Directive 1: In the Gora benchmark thread, which two types of dataset does Furkan plan to work on?
Directive 2: Shorten the paragraph beginning "I want to prepare a benchmark" in the Gora benchmark thread to one sentence, keeping its main facts.

Source:
You are viewing a plain text version of this content. The canonical link for it is here.

Posted to dev@gora.apache.org by Furkan KAMACI <fu...@gmail.com> on 2015/10/26 15:36:21 UTC

Benchmark For Apache Gora

Hi All,

I want to prepare a benchmark and presentation for my Spark Backend of Gora
with help of Talat. I am planning to follow the approach of benchmarking
for Spark by University of California, Berkeley [1][2].

Dimensions of my benchmark:

* Hadoop Map/Reduce
* Spark
* Hadoop Map/Reduce via Gora
* Spark via Gora

For that aim, I would like to work on two types of dataset:

1) Data-intensive
2) CPU-intensive

First of all, is there any benchmark which presents the performance effect
of using Gora for Hadoop/MapReduce?

Secondly, do you suggest any dataset (or tool) for my purposes (i.e.
Logistic Regression, PageRank, TeraSort [3], Intel-Hadoop Benchmark[4],
etc)?


Kind Regards,
Furkan KAMACI

[1] https://www.cs.berkeley.edu/~matei/papers/2012/nsdi_spark.pdf
[2] http://www.cs.berkeley.edu/~matei/papers/2010/hotcloud_spark.pdf
[3]
http://www.michael-noll.com/blog/2011/04/09/benchmarking-and-stress-testing-an-hadoop-cluster-with-terasort-testdfsio-nnbench-mrbench/
[4] https://github.com/intel-hadoop/HiBench

Re: Benchmark For Apache Gora

Posted by Renato Marroquín Mogrovejo <re...@gmail.com>.

Sorry Furkan! I did mean you! Please excuse me.
Another interesting resource could be looking into
http://www.pdl.cmu.edu/ycsb++/


Best,

Renato M.


2015-10-30 0:31 GMT+01:00 Furkan KAMACI <fu...@gmail.com>:

> Hi Renato,
>
> I think you wanted to mention me :) My main purpose is to compare Spark and
> GoraSparkEngine. Spark uses K-Means, Logistic Regression, Expectation
> Maximization and Alternating Least Squares at its papers for performance
> benchmarking with Hadoop Map/Reduce (also a task which loads 39 GB dump of
> Wikipedia into memory and runs queries on it) and thats why I want to run
> it on two different datasets.

Excerpts of annotation records:
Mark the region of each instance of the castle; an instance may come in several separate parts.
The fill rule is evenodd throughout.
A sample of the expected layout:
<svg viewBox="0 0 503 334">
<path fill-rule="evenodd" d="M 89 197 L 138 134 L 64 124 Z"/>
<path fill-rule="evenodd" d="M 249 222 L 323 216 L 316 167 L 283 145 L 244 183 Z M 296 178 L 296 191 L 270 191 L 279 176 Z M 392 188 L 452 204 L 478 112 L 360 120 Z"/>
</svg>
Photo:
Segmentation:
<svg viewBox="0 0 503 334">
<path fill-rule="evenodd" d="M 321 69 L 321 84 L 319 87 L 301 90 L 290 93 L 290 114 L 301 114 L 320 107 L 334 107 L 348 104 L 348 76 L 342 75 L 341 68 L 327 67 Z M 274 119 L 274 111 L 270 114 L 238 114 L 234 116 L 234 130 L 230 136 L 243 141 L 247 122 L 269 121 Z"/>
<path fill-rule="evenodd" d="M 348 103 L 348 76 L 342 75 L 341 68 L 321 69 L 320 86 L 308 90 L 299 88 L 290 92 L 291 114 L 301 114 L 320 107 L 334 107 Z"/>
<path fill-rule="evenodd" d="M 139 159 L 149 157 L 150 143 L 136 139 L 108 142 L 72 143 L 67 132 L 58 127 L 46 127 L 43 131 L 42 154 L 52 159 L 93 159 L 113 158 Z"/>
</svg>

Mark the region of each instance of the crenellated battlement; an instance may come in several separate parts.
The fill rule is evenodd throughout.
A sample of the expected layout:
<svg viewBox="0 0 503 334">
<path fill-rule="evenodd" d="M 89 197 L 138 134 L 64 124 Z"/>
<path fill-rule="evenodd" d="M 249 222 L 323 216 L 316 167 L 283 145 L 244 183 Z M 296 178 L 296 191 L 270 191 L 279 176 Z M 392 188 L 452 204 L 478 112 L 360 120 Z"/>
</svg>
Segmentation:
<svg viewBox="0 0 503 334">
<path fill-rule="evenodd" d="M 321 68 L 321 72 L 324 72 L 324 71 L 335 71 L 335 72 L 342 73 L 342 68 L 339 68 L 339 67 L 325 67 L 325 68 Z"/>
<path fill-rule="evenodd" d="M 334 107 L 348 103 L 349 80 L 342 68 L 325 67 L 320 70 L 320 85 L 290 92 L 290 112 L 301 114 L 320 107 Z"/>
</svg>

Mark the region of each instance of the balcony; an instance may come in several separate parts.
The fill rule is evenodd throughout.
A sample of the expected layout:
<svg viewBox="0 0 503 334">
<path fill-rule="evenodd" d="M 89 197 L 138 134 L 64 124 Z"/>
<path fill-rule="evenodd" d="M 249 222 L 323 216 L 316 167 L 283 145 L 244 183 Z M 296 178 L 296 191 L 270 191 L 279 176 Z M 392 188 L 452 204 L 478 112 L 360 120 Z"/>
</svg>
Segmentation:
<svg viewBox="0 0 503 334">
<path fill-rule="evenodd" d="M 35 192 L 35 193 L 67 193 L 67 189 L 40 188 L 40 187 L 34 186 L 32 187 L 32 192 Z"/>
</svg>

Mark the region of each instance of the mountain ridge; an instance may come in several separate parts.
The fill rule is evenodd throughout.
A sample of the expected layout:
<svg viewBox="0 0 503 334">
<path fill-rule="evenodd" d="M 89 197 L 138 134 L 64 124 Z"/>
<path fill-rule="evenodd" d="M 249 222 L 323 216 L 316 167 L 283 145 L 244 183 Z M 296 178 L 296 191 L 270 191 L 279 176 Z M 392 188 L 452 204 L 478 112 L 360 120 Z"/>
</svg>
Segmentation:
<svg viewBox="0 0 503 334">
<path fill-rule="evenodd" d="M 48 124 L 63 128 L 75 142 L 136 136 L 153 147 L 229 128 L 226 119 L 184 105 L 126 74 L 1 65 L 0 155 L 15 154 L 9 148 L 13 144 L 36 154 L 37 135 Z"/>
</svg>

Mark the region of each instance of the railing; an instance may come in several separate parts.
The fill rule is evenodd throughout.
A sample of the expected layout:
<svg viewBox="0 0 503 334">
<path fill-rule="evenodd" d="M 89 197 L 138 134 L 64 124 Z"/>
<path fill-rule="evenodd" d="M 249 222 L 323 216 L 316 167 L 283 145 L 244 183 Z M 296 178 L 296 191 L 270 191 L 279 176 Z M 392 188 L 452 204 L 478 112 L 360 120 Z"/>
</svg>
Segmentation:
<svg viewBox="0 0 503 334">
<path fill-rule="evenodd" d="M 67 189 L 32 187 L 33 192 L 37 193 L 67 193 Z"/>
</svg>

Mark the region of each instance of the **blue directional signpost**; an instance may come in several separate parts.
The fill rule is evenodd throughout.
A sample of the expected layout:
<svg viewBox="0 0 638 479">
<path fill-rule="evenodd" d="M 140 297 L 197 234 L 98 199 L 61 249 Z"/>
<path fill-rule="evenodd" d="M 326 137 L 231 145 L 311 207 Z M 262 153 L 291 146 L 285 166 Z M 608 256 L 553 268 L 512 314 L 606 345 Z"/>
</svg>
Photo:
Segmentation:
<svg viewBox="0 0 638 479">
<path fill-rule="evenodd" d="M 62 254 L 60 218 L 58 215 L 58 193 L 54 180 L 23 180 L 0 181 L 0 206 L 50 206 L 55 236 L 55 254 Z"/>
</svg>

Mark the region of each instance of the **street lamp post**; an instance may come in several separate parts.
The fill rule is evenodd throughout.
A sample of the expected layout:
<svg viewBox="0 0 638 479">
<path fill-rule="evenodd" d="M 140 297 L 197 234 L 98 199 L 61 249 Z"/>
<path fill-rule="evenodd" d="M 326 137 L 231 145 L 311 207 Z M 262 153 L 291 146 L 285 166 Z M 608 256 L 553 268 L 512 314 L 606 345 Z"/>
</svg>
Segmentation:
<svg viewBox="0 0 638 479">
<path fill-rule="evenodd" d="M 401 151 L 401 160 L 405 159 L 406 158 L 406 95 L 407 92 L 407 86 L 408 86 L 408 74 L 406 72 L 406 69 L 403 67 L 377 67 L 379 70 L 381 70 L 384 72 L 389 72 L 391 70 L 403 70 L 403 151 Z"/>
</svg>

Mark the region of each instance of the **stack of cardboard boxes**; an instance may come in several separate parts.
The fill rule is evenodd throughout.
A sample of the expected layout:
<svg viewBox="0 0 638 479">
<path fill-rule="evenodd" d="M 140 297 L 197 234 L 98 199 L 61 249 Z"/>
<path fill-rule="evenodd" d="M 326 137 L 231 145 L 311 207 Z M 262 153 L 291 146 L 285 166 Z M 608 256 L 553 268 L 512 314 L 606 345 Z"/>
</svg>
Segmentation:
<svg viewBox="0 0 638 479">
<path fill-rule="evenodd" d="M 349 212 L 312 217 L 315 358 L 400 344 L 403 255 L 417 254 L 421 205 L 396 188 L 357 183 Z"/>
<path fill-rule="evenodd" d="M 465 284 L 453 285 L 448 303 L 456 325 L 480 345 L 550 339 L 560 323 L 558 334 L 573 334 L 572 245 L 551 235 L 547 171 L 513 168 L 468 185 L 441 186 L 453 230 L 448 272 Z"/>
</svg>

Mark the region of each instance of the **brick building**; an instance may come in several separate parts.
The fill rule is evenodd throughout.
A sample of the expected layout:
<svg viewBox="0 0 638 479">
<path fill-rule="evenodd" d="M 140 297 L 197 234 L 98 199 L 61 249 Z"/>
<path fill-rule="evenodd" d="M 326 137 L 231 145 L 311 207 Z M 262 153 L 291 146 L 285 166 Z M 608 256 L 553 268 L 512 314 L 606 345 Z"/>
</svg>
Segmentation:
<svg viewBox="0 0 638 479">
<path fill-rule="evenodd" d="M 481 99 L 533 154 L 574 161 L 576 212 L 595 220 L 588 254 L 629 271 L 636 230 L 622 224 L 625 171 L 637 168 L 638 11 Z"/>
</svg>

Written reply 1: Data-intensive and CPU-intensive datasets.

Written reply 2: With Talat's help, Furkan plans to prepare a benchmark and presentation for Furkan's Spark backend of Gora, following the University of California, Berkeley approach to benchmarking Spark.